Problem 1 →
Rewrite everything from the start of the listing down to the line containing "(1314, 604)", replacing "dark car" with "black car" and leaving every other part unchanged.

━━━

Despite being a total snooze to sports car enthusiasts, the Civic sedan packs the most diverse powerplant options of any passenger vehicle ever sold commercially, including: gasoline, hybrid and CNG

This little econobox is singlehandedly preparing for the diverse energy mix we all have in our futures. The Civic’s hybrid system finally matches Toyota’s third-gen Prius for sophistication and economy, while the CNG option is looking more enticing than ever thanks to America’s natural gas revolution pushing prices to record lows.

Additionally, Honda has taken a number of complaints about the 2012 Civic to heart, such as the unacceptable road noise and harshness, negative amounts of road style, and an interior full of unusual shapes jammed together like a losing Tetris game. Can the 2013 Honda Civic sedan pivot from mediocrity with blankets of NVH material, some LEDs and infotainment tech from the new Accord ?

Click past the jump for the full review of the Honda Civic Sedan.

Exterior

Honda Civic Sedan

The styling of the Civic is very conservative with a high roof and surfacing details that barely give the metal any of the pronounced creases that it needs. The windshield is broad and flat with a steep rake but nothing about its execution says “high tech.”

From the front, the revisions for this year include a new grille with a tasteful chrome bar forming an upturn in the grille, and a re-profiled bumper and air dam region. The refinements help the car look wider versus last year, but aren’t enough to make the nose a selling point. Apart from the hybrid’s projector beams, the old-fashioned halogen headlights are a good example of the terminal dullness at the front.

The Hybrid model is the most interesting to look at from all sides because it features unique paint colors, lights, aero body kit and other detail tweaks, like the California Carpool Lane sticker on the lower passenger flank. It’s not cool, but marks the model apart, as do the blue-tinted LEDs, badges and chrome grille elements.

Similar to the CR-Z and Buick Encore , the Civic Hybrid’s headlight elements are tinted a visible blue even when off. The goal of this is to create an HID appearance from halogen bulbs, but the result is a tacky aftermarket appearance that few mature buyers want.

Blue tint aside, the Hybrid’s LED executions are better than average. A three-LED triangle of projectors lives in the front bumper corner, giving the Hybrid a unique nighttime signature. These mirror the four-pack of LED driving lights on the front of the Toyota Prius Plug-in, but the bulbs are spread out more to give the LED effect.

Out back, the clear taillight units recall the Hyundai Sonata Hybrid , with individual ribbons of LEDs forming an up-swept graphic under braking.

━━━

Problem 2 →
Extend the review of the 2013 Honda Civic sedan, picking up after its final sentence.

━━━

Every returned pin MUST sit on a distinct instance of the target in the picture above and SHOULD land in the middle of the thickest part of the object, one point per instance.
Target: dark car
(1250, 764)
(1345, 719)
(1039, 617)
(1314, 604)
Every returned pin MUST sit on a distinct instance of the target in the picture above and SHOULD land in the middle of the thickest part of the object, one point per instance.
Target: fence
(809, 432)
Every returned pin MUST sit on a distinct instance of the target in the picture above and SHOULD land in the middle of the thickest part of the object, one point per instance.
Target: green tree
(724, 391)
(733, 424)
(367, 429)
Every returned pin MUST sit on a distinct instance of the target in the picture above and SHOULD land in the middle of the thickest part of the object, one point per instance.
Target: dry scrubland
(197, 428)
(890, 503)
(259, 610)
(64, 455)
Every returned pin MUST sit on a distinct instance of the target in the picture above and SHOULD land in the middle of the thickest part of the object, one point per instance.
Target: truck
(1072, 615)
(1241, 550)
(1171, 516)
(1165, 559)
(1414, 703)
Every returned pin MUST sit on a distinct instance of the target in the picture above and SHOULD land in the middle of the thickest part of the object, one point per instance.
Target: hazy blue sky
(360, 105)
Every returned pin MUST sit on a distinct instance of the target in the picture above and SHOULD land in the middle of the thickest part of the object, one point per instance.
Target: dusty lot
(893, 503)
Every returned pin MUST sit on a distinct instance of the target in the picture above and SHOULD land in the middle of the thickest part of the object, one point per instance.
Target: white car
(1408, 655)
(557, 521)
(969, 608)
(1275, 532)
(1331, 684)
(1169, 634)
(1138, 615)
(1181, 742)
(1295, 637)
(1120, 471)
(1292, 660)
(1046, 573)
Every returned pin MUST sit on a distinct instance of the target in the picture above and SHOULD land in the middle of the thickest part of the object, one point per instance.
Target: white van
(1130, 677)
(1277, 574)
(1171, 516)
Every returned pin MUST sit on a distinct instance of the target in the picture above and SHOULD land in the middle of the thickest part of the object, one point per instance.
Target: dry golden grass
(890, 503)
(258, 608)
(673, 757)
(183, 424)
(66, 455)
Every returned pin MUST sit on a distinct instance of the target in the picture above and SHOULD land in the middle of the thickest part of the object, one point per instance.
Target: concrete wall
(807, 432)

━━━

Reply 1 →
Every returned pin MUST sit on a distinct instance of the target in the picture above and SHOULD land in the middle of the thickest part of the object, one point per instance.
Target: black car
(1250, 764)
(1345, 719)
(1039, 617)
(1314, 604)

Reply 2 →
In profile and from the back, the Civic is less frumpy than before, but still suffers visually from an overly tall roof and extremely thick C-pillars that make the car look heavy. Some sculpting in the doors and a rounded shoulderline attempt to disguise the jelly-bean shape, but fail.

The rear bumper region and three-quarter view emphasize the door sculpting with pinched rear bumper tops that make little peaks just below the taillights. A smooth, chopped rear profile has long been a good aerodynamic secret, but there’s little excuse for these overwrought bumpers. The CNG trunk sticker is the only exterior difference between the gasoline and natural gas models.

The final nail in the coffin are the 15-inch standard rims, growing to 16-inch optionally, that appear weak and overwhelmed by the massive body shape and gaping wheel wells.

Exterior Dimensions:

Wheelbase 105.1 inches
Overall length 179.4 inches
Overall width 69 inches
Overall height 56.3 inches
Track 59.1 inches (front) / 60.2 inches (rear)
Curb weight 2866 (Gasoline) / 2880 (Hybrid) / 2928 pounds (CNG)
Weight distribution 61 percent (front) / 39 percent (rear)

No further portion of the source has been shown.